**Data for this task:**
━━━

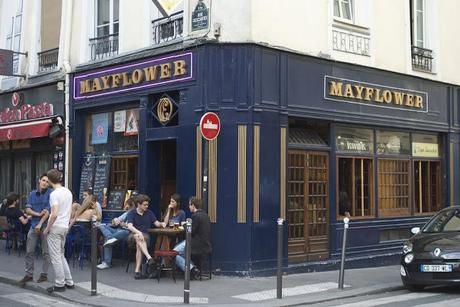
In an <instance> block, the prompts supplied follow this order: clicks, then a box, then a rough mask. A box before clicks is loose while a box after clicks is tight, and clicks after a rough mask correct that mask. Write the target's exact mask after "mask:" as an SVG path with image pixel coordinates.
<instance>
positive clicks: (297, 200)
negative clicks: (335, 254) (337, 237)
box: [288, 150, 329, 262]
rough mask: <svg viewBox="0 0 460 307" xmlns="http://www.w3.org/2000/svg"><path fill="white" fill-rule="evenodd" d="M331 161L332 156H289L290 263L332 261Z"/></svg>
mask: <svg viewBox="0 0 460 307" xmlns="http://www.w3.org/2000/svg"><path fill="white" fill-rule="evenodd" d="M328 161H329V155H328V153H323V152H311V151H305V150H289V152H288V193H289V194H288V223H289V235H288V257H289V261H290V262H300V261H315V260H322V259H327V258H329V205H328V204H329V184H328V176H329V167H328V164H329V163H328Z"/></svg>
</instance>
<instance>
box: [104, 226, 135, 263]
mask: <svg viewBox="0 0 460 307" xmlns="http://www.w3.org/2000/svg"><path fill="white" fill-rule="evenodd" d="M99 230H100V231H101V232H102V235H103V236H104V238H105V239H106V240H108V239H112V238H115V239H118V240H123V239H125V238H126V237H128V235H129V230H128V229H124V228H113V227H111V226H107V225H101V226H99ZM104 262H105V263H107V264H108V265H111V264H112V246H111V245H108V246H105V247H104Z"/></svg>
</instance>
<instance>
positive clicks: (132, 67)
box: [73, 52, 193, 101]
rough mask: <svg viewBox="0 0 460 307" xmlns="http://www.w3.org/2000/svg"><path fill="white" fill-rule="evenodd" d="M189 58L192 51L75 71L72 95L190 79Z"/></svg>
mask: <svg viewBox="0 0 460 307" xmlns="http://www.w3.org/2000/svg"><path fill="white" fill-rule="evenodd" d="M192 61H193V54H192V53H191V52H188V53H183V54H178V55H170V56H165V57H161V58H155V59H150V60H146V61H141V62H135V63H130V64H128V65H122V66H116V67H112V68H110V69H104V70H100V71H94V72H90V73H82V74H77V75H76V76H75V77H74V79H73V98H74V99H75V100H77V101H79V100H84V99H87V98H96V97H107V96H114V95H117V94H120V93H126V92H131V91H134V90H140V89H148V88H154V87H158V86H162V85H168V84H175V83H179V82H183V81H187V80H191V79H193V63H192Z"/></svg>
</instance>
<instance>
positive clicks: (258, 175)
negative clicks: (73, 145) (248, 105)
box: [253, 126, 260, 223]
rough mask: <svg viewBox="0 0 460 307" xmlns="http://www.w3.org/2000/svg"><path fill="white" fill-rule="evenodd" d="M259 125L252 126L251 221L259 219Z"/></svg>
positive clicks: (259, 131) (258, 219) (259, 191)
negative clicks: (251, 197)
mask: <svg viewBox="0 0 460 307" xmlns="http://www.w3.org/2000/svg"><path fill="white" fill-rule="evenodd" d="M259 164H260V126H254V161H253V165H254V166H253V169H254V170H253V172H254V178H253V179H254V181H253V210H254V216H253V221H254V223H257V222H259V221H260V207H259V206H260V204H259V201H260V196H259V193H260V177H259V176H260V171H259Z"/></svg>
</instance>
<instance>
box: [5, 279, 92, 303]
mask: <svg viewBox="0 0 460 307" xmlns="http://www.w3.org/2000/svg"><path fill="white" fill-rule="evenodd" d="M0 306H2V307H13V306H14V307H22V306H40V307H41V306H43V307H45V306H56V307H70V306H83V305H78V304H73V303H70V302H68V301H64V300H61V299H59V298H55V297H52V296H49V295H46V294H41V293H37V292H34V291H30V290H27V289H22V288H19V287H14V286H11V285H7V284H4V283H0Z"/></svg>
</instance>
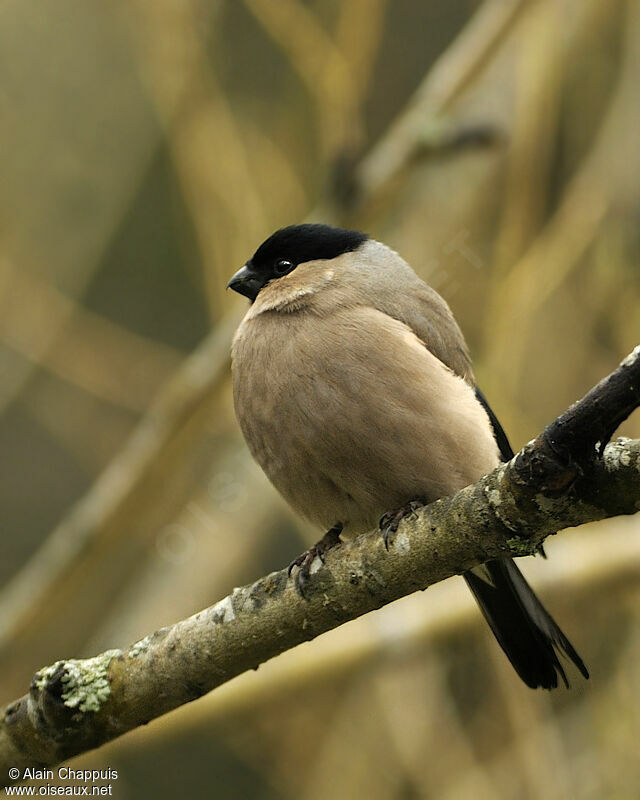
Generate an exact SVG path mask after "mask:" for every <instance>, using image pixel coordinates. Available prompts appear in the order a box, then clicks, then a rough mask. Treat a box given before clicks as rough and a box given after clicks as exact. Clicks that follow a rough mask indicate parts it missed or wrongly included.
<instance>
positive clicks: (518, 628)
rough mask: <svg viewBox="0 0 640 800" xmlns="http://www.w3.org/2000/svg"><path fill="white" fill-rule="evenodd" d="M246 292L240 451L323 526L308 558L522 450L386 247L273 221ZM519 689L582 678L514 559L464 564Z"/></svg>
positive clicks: (401, 257)
mask: <svg viewBox="0 0 640 800" xmlns="http://www.w3.org/2000/svg"><path fill="white" fill-rule="evenodd" d="M227 286H228V288H231V289H232V290H234V291H236V292H238V293H239V294H241V295H244V296H245V297H246V298H248V299H249V300H250V305H249V309H248V311H247V313H246V315H245V316H244V318H243V320H242V321H241V323H240V325H239V326H238V329H237V331H236V333H235V336H234V338H233V342H232V346H231V357H232V384H233V399H234V407H235V412H236V416H237V419H238V422H239V425H240V428H241V430H242V433H243V435H244V438H245V440H246V443H247V446H248V448H249V450H250V452H251V454H252V456H253V457H254V459H255V460H256V461H257V462H258V464H259V465H260V467H261V468H262V469H263V471H264V472H265V474H266V475H267V477H268V478H269V480H270V481H271V483H272V484H273V485H274V486H275V488H276V489H277V490H278V491H279V492H280V494H281V495H282V496H283V497H284V499H285V500H286V501H287V502H288V503H289V504H290V505H291V506H292V508H293V509H294V510H295V511H296V512H297V513H298V514H300V515H301V516H302V517H304V518H305V519H307V520H308V521H310V522H311V523H312V524H314V525H315V526H317V527H318V528H320V529H322V530H324V531H325V534H324V536H323V537H322V538H321V539H320V540H319V542H318V543H317V544H316V545H315V546H314V547H312V548H310V549H309V550H308V551H306V553H304V554H302V556H300V557H299V558H298V559H296V560H294V561H293V562H292V564H291V567H290V570H291V569H292V568H293V569H295V568H297V569H298V574H299V576H300V578H301V581H300V582H299V584H298V585H299V588H300V589H301V591H302V588H303V586H304V581H303V580H302V578H306V579H307V580H308V579H309V567H310V564H311V562H312V560H313V559H314V558H315V557H317V556H320V557H321V558H324V554H325V553H326V551H327V550H328V549H330V548H331V547H334V546H336V545H338V544H339V543H340V542H341V541H342V540H343V538H351V537H354V536H357V535H359V534H360V533H362V532H365V531H368V530H371V529H373V528H375V527H376V526H378V525H380V527H381V529H382V532H383V534H384V536H385V543H386V544H387V545H388V539H389V536H390V534H391V533H392V532H393V531H394V530H395V529H396V528H397V526H398V522H399V520H400V519H401V518H402V517H403V516H404V515H405V514H407V513H410V512H411V511H413V510H415V509H416V508H417V507H418V506H419V505H422V504H426V503H430V502H433V501H434V500H436V499H438V498H441V497H444V496H447V495H450V494H453V493H454V492H456V491H457V490H459V489H461V488H463V487H464V486H467V485H470V484H472V483H475V482H476V481H477V480H479V479H480V478H481V477H482V476H483V475H485V474H488V473H489V472H491V471H492V470H493V469H494V468H495V467H496V466H498V464H499V463H500V462H501V461H505V460H509V459H510V458H512V457H513V450H512V449H511V446H510V444H509V440H508V438H507V436H506V434H505V432H504V430H503V429H502V427H501V425H500V423H499V422H498V419H497V417H496V415H495V414H494V413H493V411H492V410H491V408H490V406H489V404H488V402H487V400H486V398H485V396H484V395H483V394H482V392H481V391H480V389H479V388H478V387H477V386H476V382H475V377H474V374H473V370H472V366H471V359H470V355H469V350H468V348H467V345H466V342H465V339H464V336H463V334H462V332H461V330H460V327H459V326H458V324H457V322H456V320H455V319H454V317H453V314H452V312H451V310H450V308H449V306H448V304H447V303H446V301H445V300H444V299H443V298H442V297H441V296H440V295H439V294H438V293H437V292H436V291H435V290H434V289H433V288H431V287H430V286H429V285H428V284H427V283H426V282H425V281H423V280H422V279H421V278H420V277H419V276H418V275H417V274H416V272H414V270H413V269H412V268H411V267H410V266H409V264H408V263H407V262H406V261H405V260H404V259H403V258H402V257H401V256H400V255H399V254H398V253H397V252H395V251H394V250H393V249H391V248H390V247H388V246H386V245H385V244H383V243H382V242H379V241H377V240H376V239H374V238H372V237H371V236H369V235H368V234H365V233H361V232H359V231H354V230H347V229H344V228H337V227H334V226H330V225H324V224H320V223H303V224H297V225H289V226H287V227H284V228H280V229H279V230H277V231H276V232H275V233H273V234H272V235H271V236H269V237H268V238H267V239H266V240H265V241H264V242H263V243H262V244H261V245H260V246H259V247H258V248H257V250H256V251H255V253H254V254H253V256H252V257H251V258H250V259H249V260H248V261H247V262H246V264H245V265H244V266H243V267H241V268H240V269H239V270H238V271H237V272H236V273H235V274H234V275H233V276H232V278H231V279H230V281H229V282H228V284H227ZM464 579H465V580H466V582H467V585H468V587H469V589H470V590H471V592H472V594H473V596H474V597H475V600H476V601H477V603H478V605H479V607H480V610H481V611H482V614H483V615H484V617H485V619H486V621H487V622H488V624H489V626H490V628H491V630H492V631H493V634H494V636H495V638H496V639H497V641H498V643H499V645H500V646H501V648H502V650H503V651H504V653H505V654H506V656H507V658H508V659H509V661H510V662H511V664H512V665H513V667H514V668H515V670H516V672H517V673H518V675H519V676H520V678H521V679H522V680H523V681H524V683H525V684H526V685H527V686H529V687H531V688H533V689H535V688H538V687H540V688H544V689H553V688H556V687H557V686H558V685H559V679H561V680H562V682H563V683H564V685H565V686H566V687H567V688H568V687H569V681H568V679H567V675H566V673H565V669H564V667H563V665H562V663H561V661H560V657H561V656H564V657H566V658H567V659H569V661H571V662H573V664H574V665H575V666H576V667H577V669H578V670H579V672H580V673H581V674H582V675H583V676H584V677H585V678H588V677H589V672H588V670H587V668H586V667H585V665H584V662H583V661H582V659H581V657H580V656H579V655H578V653H577V652H576V650H575V649H574V647H573V645H572V644H571V642H570V641H569V639H568V638H567V637H566V636H565V634H564V633H563V632H562V630H561V629H560V627H559V626H558V624H557V623H556V622H555V621H554V619H553V618H552V617H551V615H550V614H549V612H548V611H547V610H546V609H545V607H544V606H543V605H542V603H541V601H540V600H539V599H538V597H537V596H536V594H535V593H534V591H533V590H532V589H531V587H530V586H529V584H528V583H527V582H526V580H525V578H524V577H523V575H522V573H521V572H520V570H519V569H518V567H517V566H516V564H515V562H514V561H513V560H512V559H511V558H501V559H494V560H491V561H488V562H487V563H485V564H483V565H480V566H478V567H475V568H473V569H471V570H470V571H468V572H465V573H464Z"/></svg>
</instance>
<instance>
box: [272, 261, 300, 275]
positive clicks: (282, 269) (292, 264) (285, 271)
mask: <svg viewBox="0 0 640 800" xmlns="http://www.w3.org/2000/svg"><path fill="white" fill-rule="evenodd" d="M294 266H295V264H293V263H292V262H291V261H287V260H286V259H284V258H280V259H278V261H276V263H275V264H274V268H273V269H274V272H275V273H276V275H286V274H287V272H291V270H292V269H293V268H294Z"/></svg>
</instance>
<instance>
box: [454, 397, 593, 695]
mask: <svg viewBox="0 0 640 800" xmlns="http://www.w3.org/2000/svg"><path fill="white" fill-rule="evenodd" d="M476 397H477V398H478V400H479V401H480V403H481V404H482V405H483V406H484V409H485V410H486V412H487V414H488V416H489V421H490V422H491V427H492V428H493V432H494V435H495V437H496V442H497V444H498V448H499V450H500V454H501V456H502V458H503V460H504V461H509V460H510V459H511V458H513V455H514V453H513V450H512V448H511V445H510V444H509V440H508V439H507V436H506V434H505V432H504V430H503V429H502V425H500V423H499V421H498V419H497V417H496V415H495V414H494V413H493V411H492V410H491V407H490V405H489V403H488V402H487V400H486V398H485V396H484V395H483V394H482V392H481V391H480V389H478V388H477V387H476ZM543 554H544V551H543ZM464 577H465V580H466V581H467V584H468V586H469V588H470V589H471V591H472V592H473V596H474V597H475V598H476V600H477V601H478V605H479V606H480V608H481V610H482V613H483V614H484V617H485V619H486V620H487V622H488V623H489V625H490V626H491V630H492V631H493V633H494V635H495V637H496V639H497V640H498V642H499V644H500V647H502V649H503V650H504V652H505V653H506V654H507V658H508V659H509V661H510V662H511V663H512V664H513V666H514V668H515V670H516V672H517V673H518V675H519V676H520V677H521V678H522V680H523V681H524V682H525V683H526V684H527V686H530V687H531V688H532V689H537V688H538V687H539V686H541V687H542V688H543V689H555V688H556V686H557V685H558V675H559V676H560V677H561V678H562V680H563V681H564V684H565V686H567V687H568V686H569V681H568V680H567V676H566V675H565V672H564V669H563V668H562V664H561V663H560V661H559V659H558V653H562V654H564V655H565V656H567V657H568V658H569V659H571V661H573V663H574V664H575V665H576V667H578V669H579V670H580V672H581V673H582V674H583V675H584V677H585V678H588V677H589V672H588V670H587V668H586V667H585V665H584V662H583V661H582V659H581V658H580V656H579V655H578V654H577V653H576V651H575V649H574V648H573V645H572V644H571V642H570V641H569V640H568V639H567V637H566V636H565V635H564V633H563V632H562V631H561V630H560V628H559V627H558V625H557V624H556V622H555V620H554V619H553V617H552V616H551V614H549V612H548V611H547V609H546V608H545V607H544V606H543V605H542V603H541V602H540V600H538V598H537V597H536V595H535V594H534V592H533V589H532V588H531V587H530V586H529V584H528V583H527V582H526V581H525V579H524V576H523V575H522V573H521V572H520V570H519V569H518V567H516V565H515V562H514V561H513V560H512V559H510V558H509V559H505V560H504V561H488V562H487V563H486V564H483V566H481V567H477V568H475V569H473V570H471V571H470V572H466V573H465V576H464Z"/></svg>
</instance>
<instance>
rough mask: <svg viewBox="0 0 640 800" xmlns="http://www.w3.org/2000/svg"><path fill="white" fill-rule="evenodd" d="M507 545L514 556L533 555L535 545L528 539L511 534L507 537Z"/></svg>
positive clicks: (534, 548)
mask: <svg viewBox="0 0 640 800" xmlns="http://www.w3.org/2000/svg"><path fill="white" fill-rule="evenodd" d="M507 547H508V548H509V550H510V551H511V552H512V553H513V555H514V556H534V555H535V554H536V550H537V545H535V544H534V543H533V542H532V541H531V540H530V539H523V538H522V537H521V536H512V537H511V538H509V539H507Z"/></svg>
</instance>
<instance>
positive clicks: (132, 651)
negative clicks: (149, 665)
mask: <svg viewBox="0 0 640 800" xmlns="http://www.w3.org/2000/svg"><path fill="white" fill-rule="evenodd" d="M150 646H151V636H145V637H144V639H139V640H138V641H137V642H134V643H133V644H132V645H131V647H130V648H129V656H130V657H131V658H136V657H137V656H139V655H142V653H146V652H147V650H148V649H149V647H150Z"/></svg>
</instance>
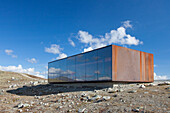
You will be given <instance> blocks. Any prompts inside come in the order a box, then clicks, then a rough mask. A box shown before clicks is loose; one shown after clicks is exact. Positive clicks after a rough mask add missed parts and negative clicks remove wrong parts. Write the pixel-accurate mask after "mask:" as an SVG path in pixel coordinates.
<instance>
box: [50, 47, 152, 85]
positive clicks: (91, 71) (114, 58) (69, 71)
mask: <svg viewBox="0 0 170 113" xmlns="http://www.w3.org/2000/svg"><path fill="white" fill-rule="evenodd" d="M48 81H49V83H59V82H60V83H61V82H95V81H96V82H97V81H98V82H100V81H125V82H152V81H153V54H149V53H145V52H141V51H136V50H132V49H128V48H124V47H120V46H116V45H109V46H106V47H103V48H99V49H95V50H92V51H89V52H85V53H81V54H77V55H73V56H70V57H67V58H63V59H59V60H55V61H52V62H49V63H48Z"/></svg>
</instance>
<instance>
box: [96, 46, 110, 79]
mask: <svg viewBox="0 0 170 113" xmlns="http://www.w3.org/2000/svg"><path fill="white" fill-rule="evenodd" d="M111 47H112V46H109V47H106V48H102V49H99V50H98V80H111V77H112V71H111V70H112V60H111V58H112V48H111Z"/></svg>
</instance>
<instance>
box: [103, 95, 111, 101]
mask: <svg viewBox="0 0 170 113" xmlns="http://www.w3.org/2000/svg"><path fill="white" fill-rule="evenodd" d="M110 98H111V97H110V96H103V99H104V100H110Z"/></svg>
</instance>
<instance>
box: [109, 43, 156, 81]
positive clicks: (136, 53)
mask: <svg viewBox="0 0 170 113" xmlns="http://www.w3.org/2000/svg"><path fill="white" fill-rule="evenodd" d="M153 66H154V64H153V54H150V53H146V52H142V51H137V50H133V49H128V48H125V47H120V46H116V45H112V81H127V82H153V80H154V67H153Z"/></svg>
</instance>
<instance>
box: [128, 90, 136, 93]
mask: <svg viewBox="0 0 170 113" xmlns="http://www.w3.org/2000/svg"><path fill="white" fill-rule="evenodd" d="M136 92H137V91H136V90H131V91H128V93H136Z"/></svg>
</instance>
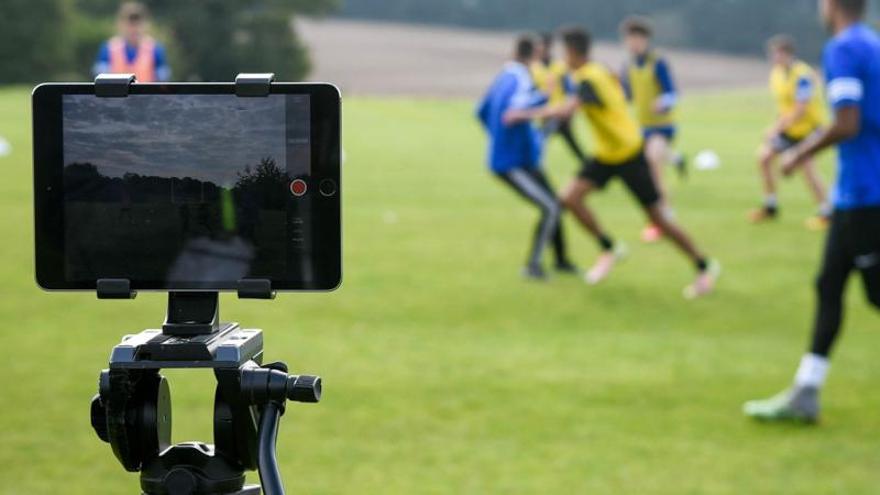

━━━

**Work task:** Turn the material from its start through the line containing "positive clicks: (297, 200)" into a numbered list, skipping blank lines and leaving out the pictures.

**Solution:**
1. In an <instance> block, the prompts supplied follow this order: clicks, then a box, then a rough mask. A box before clicks is loose while a box after clicks is tight, and clicks after a rough mask correct that mask. Write the target's exact mask after "mask:" as an SVG path with image pixel coordinates.
2. <instance>
3. positive clicks: (297, 200)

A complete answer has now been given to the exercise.